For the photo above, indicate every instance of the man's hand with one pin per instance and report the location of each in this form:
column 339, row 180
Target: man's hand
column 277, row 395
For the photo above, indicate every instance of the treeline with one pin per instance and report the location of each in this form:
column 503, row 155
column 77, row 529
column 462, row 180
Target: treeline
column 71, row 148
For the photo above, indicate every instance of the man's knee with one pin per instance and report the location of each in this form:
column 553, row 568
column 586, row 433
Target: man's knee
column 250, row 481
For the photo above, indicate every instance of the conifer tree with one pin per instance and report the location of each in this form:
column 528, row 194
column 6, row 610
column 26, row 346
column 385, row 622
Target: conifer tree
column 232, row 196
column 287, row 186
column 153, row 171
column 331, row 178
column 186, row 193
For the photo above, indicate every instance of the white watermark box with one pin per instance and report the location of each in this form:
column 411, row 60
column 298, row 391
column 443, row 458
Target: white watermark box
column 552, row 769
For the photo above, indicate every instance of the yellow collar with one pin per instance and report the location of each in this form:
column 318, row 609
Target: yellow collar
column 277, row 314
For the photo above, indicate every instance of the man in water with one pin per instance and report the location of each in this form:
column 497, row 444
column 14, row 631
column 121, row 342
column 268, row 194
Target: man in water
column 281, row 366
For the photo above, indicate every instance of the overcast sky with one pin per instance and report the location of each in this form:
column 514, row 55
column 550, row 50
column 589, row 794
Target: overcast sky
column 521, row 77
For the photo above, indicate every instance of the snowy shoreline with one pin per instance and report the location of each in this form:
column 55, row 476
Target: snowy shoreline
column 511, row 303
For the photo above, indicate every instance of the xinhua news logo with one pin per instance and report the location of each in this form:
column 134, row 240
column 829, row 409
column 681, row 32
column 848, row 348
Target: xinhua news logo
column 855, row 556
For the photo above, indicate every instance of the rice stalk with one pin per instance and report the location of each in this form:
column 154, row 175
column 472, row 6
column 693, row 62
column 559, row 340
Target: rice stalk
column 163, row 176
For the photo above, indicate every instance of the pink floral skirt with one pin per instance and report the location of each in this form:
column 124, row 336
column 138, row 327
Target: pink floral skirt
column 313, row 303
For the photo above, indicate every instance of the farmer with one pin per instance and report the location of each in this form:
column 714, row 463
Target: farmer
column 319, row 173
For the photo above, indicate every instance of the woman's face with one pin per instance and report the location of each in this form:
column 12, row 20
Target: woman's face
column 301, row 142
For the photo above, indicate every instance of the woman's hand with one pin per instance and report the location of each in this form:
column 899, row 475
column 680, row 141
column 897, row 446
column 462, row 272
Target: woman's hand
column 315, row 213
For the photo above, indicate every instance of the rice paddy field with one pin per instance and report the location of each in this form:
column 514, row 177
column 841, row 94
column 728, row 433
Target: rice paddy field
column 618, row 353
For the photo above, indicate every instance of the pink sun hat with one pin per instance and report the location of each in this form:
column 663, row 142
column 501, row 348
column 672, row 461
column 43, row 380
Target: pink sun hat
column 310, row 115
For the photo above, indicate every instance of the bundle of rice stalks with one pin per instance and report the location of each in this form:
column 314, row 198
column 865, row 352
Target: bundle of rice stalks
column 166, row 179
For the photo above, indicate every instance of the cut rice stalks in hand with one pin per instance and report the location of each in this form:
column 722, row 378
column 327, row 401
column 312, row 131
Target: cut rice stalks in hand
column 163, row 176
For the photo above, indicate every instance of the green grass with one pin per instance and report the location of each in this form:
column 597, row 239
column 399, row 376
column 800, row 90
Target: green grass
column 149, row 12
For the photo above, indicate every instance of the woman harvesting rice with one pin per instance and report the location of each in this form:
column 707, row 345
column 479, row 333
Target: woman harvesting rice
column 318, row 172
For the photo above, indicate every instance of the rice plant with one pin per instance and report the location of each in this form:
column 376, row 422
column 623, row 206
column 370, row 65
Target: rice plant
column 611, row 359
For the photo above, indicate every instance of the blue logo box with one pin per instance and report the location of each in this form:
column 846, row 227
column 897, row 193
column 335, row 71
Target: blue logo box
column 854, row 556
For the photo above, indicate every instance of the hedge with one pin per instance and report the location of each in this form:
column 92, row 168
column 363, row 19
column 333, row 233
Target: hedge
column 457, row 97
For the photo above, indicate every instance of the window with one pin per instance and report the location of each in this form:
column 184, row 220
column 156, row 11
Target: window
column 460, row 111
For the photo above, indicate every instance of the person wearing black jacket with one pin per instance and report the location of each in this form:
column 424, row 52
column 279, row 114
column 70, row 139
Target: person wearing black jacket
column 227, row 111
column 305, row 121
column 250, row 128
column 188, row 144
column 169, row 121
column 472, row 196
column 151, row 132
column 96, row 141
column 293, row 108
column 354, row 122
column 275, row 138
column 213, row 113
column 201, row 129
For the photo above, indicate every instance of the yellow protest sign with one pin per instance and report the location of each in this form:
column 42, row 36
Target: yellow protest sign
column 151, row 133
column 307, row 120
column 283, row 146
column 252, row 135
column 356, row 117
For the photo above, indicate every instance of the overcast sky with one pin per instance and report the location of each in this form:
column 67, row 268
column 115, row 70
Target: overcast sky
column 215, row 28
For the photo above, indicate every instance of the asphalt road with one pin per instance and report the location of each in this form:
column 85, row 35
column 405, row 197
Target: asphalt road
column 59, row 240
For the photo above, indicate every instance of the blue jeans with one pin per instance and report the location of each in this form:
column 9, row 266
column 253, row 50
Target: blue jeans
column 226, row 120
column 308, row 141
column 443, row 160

> WHAT TO DO
Line by line, return the whole listing without a single difference.

> ANSWER BOX
For the photo above, indicate every instance of the man's hand with one pin per instance and report the location of each in this form:
column 339, row 180
Target: man's hand
column 277, row 395
For the photo above, indicate every instance of the treeline with one pin per instance and report the location of each in this form:
column 503, row 155
column 77, row 529
column 462, row 180
Target: treeline
column 71, row 148
For the photo above, indicate every instance of the man's knee with one pin per instance and report the location of each in this form:
column 553, row 568
column 586, row 433
Target: man's knee
column 250, row 481
For the photo above, indicate every instance of the conifer tree with one pin per instance and report the location of each in this form:
column 528, row 194
column 6, row 610
column 26, row 346
column 385, row 622
Target: conifer tree
column 232, row 196
column 287, row 186
column 153, row 171
column 331, row 178
column 186, row 193
For the photo above, indicate every instance of the white watermark box with one pin per instance and report the location of each in this form:
column 411, row 60
column 298, row 391
column 443, row 458
Target: white watermark box
column 552, row 769
For the photo above, indicate every instance of the yellow collar with one pin per instance and report the location of each in this form:
column 318, row 609
Target: yellow collar
column 277, row 314
For the photo above, indicate every instance of the man in water with one pin per instance and report the location of each in this form:
column 497, row 444
column 14, row 631
column 121, row 342
column 268, row 194
Target: man in water
column 281, row 366
For the photo above, indicate every instance of the overcast sky with one pin per instance and report the location of each in this form:
column 514, row 55
column 550, row 50
column 589, row 794
Target: overcast sky
column 521, row 77
For the photo above, indicate every instance of the snowy shoreline with one pin per instance and report the location of each in this form:
column 55, row 476
Target: snowy shoreline
column 511, row 303
For the photo above, indicate every instance of the xinhua news logo with one pin per instance and report the location of each in this form:
column 134, row 240
column 829, row 409
column 681, row 32
column 848, row 348
Target: xinhua news logo
column 855, row 556
For the photo above, indicate every instance of the rice stalk with one pin per instance and report the location of each in this form:
column 154, row 175
column 472, row 6
column 693, row 62
column 559, row 340
Target: rice stalk
column 163, row 176
For the photo above, indicate every instance of the pink floral skirt with one pin per instance and report the location of each in this form:
column 124, row 336
column 138, row 327
Target: pink floral skirt
column 313, row 303
For the photo above, indicate every instance of the farmer with one pin per instance and report the location of each in this form:
column 714, row 463
Target: farmer
column 319, row 173
For the photo above, indicate every instance of the woman's face with one pin per instance and report the location of each in this form:
column 12, row 20
Target: woman's face
column 301, row 142
For the photo above, indicate every instance of the woman's hand with one pin per instance and report the location of each in this form:
column 899, row 475
column 680, row 141
column 897, row 446
column 462, row 272
Target: woman's hand
column 315, row 213
For the photo above, indicate every instance of the rice paddy field with one pin per instance and report the location of each in this form:
column 514, row 177
column 841, row 94
column 728, row 433
Target: rice paddy field
column 618, row 353
For the photo above, indicate every instance of the pink sun hat with one pin per instance and report the location of each in this form:
column 663, row 142
column 501, row 348
column 672, row 461
column 43, row 380
Target: pink sun hat
column 310, row 115
For the photo above, indicate every instance of the bundle of rice stalks with one pin per instance and report the location of each in this form:
column 314, row 198
column 865, row 352
Target: bundle of rice stalks
column 166, row 179
For the photo above, indicate every instance of the cut rice stalks in hand with one pin per instance and report the location of each in this form:
column 722, row 378
column 327, row 401
column 312, row 131
Target: cut rice stalks in hand
column 163, row 176
For the photo above, indicate every instance of the green grass with one pin per instance and report the location of each in this form:
column 597, row 239
column 399, row 376
column 800, row 90
Target: green grass
column 149, row 12
For the photo above, indicate every instance of the woman harvesting rice with one pin per instance and report the location of each in this form:
column 707, row 345
column 479, row 333
Target: woman harvesting rice
column 318, row 172
For the photo above, indicate every instance of the rice plant with one pin per instance and report the location of each in this form:
column 376, row 422
column 623, row 206
column 370, row 65
Target: rice plant
column 611, row 359
For the photo above, indicate every instance of the blue logo box with one pin per instance and report the location of each in this form:
column 846, row 227
column 897, row 193
column 335, row 71
Target: blue logo box
column 854, row 556
For the photo above, indicate every instance of the hedge with one pin per instance and report the location of each in this form:
column 92, row 168
column 363, row 19
column 333, row 233
Target: hedge
column 457, row 97
For the photo above, indicate every instance of the window with one pin per instance and report the location of each in this form:
column 184, row 220
column 156, row 11
Target: window
column 460, row 111
For the photo above, indicate every instance of the person wearing black jacket with one pin per instance and report the location of each in this form:
column 424, row 52
column 279, row 114
column 70, row 139
Target: person wearing black jacket
column 227, row 111
column 305, row 121
column 250, row 128
column 188, row 144
column 169, row 121
column 472, row 196
column 151, row 132
column 96, row 141
column 293, row 108
column 354, row 122
column 275, row 138
column 213, row 113
column 201, row 129
For the photo above, indicate every instance of the yellow protest sign with one pin per instance and report the location of each in this form:
column 42, row 36
Target: yellow protest sign
column 151, row 133
column 307, row 120
column 283, row 146
column 252, row 135
column 356, row 117
For the photo above, indicate every instance of the overcast sky with one pin per instance and report the location of each in this form:
column 67, row 268
column 115, row 70
Target: overcast sky
column 215, row 28
For the photo above, indicate every instance of the asphalt road with one pin per instance and report the location of each in this form:
column 85, row 35
column 405, row 197
Target: asphalt road
column 59, row 240
For the photo above, indicate every instance of the blue jeans with one pin per instance and report the location of each in this form:
column 9, row 266
column 253, row 50
Target: blue jeans
column 226, row 120
column 308, row 141
column 443, row 160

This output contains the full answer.